— start —
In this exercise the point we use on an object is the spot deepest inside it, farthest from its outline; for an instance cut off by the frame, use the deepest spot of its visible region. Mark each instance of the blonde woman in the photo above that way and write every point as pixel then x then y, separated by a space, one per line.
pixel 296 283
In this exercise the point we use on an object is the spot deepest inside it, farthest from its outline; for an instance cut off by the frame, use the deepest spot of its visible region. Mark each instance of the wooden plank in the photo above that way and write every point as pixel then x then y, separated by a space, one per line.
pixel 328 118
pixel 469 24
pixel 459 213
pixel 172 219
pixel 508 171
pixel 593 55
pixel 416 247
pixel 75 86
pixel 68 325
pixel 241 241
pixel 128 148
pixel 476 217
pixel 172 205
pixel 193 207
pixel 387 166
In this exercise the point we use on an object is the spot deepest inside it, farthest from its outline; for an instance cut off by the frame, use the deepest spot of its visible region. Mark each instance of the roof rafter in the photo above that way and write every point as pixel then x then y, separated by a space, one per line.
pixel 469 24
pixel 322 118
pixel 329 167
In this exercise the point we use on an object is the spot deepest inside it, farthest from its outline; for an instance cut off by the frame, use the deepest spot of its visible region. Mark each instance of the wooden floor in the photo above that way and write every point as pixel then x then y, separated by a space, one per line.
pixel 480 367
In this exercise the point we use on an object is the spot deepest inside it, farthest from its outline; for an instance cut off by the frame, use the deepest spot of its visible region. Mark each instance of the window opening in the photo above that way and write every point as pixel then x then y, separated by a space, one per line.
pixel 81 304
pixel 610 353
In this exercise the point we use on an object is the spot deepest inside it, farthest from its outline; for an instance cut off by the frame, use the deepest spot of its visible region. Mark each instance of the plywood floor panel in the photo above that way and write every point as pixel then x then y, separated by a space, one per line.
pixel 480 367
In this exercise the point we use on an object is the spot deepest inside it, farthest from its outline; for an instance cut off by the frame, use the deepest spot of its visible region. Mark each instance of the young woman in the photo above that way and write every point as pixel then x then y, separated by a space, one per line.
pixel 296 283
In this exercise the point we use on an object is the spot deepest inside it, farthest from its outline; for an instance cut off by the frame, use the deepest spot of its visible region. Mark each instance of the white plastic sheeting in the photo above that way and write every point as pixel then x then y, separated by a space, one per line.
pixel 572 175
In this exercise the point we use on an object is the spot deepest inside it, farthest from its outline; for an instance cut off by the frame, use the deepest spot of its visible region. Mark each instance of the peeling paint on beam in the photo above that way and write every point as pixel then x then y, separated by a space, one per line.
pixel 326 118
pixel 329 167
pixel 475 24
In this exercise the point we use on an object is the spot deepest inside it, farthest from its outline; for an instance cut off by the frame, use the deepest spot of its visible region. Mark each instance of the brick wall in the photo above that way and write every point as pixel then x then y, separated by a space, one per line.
— end —
— start —
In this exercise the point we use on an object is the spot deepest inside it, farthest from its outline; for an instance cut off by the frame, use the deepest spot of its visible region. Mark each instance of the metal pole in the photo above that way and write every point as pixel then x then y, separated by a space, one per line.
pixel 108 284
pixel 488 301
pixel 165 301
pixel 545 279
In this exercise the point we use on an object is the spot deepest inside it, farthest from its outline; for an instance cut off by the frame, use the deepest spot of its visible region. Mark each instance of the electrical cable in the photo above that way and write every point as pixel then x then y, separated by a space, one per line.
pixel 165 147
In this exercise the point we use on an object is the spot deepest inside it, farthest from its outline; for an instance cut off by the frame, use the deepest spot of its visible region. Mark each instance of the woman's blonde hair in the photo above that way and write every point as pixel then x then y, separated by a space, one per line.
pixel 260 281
— end —
— start —
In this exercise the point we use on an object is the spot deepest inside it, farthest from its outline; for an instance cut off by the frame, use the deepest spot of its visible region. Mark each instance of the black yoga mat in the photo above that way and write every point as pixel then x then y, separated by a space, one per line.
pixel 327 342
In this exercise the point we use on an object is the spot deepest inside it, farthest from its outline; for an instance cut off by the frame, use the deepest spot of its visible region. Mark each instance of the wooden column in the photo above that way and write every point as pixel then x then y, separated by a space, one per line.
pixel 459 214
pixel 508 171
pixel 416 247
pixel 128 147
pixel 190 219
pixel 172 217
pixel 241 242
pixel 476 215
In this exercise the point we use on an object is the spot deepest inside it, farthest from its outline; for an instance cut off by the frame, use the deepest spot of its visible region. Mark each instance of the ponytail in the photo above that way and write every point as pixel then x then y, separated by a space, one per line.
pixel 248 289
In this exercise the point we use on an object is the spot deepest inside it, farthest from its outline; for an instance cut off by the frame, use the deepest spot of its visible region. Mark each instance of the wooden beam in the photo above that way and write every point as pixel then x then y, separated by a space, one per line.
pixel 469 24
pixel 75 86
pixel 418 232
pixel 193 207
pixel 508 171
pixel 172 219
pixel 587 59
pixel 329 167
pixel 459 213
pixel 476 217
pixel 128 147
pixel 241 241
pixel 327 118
— end —
▶ **Prompt**
Can you express the rows from the line with "the wooden column" to the line with "pixel 248 289", both ends included, as a JSON list of strings with one string per line and blank lines left out?

▶ **Solution for this task**
[
  "In this exercise the point we use on an object is the spot deepest inside it, farthest from its outline; for an instance cut off by the frame, use the deepest spot of its visible region. Mark each instance of the wooden column in the photo above that way and write every point as pixel then x then y, separated by a space, one per line.",
  "pixel 459 214",
  "pixel 508 171",
  "pixel 416 247",
  "pixel 128 147",
  "pixel 190 219",
  "pixel 172 217",
  "pixel 241 242",
  "pixel 476 215",
  "In this exercise the point we use on an object is the spot deepest inside it, farthest from its outline; for an instance cut off by the frame, use the deepest spot of its visible region. Mark each instance of the ponytail in the photo above that way and write every point as pixel then x then y, separated by a space, one per line.",
  "pixel 248 289"
]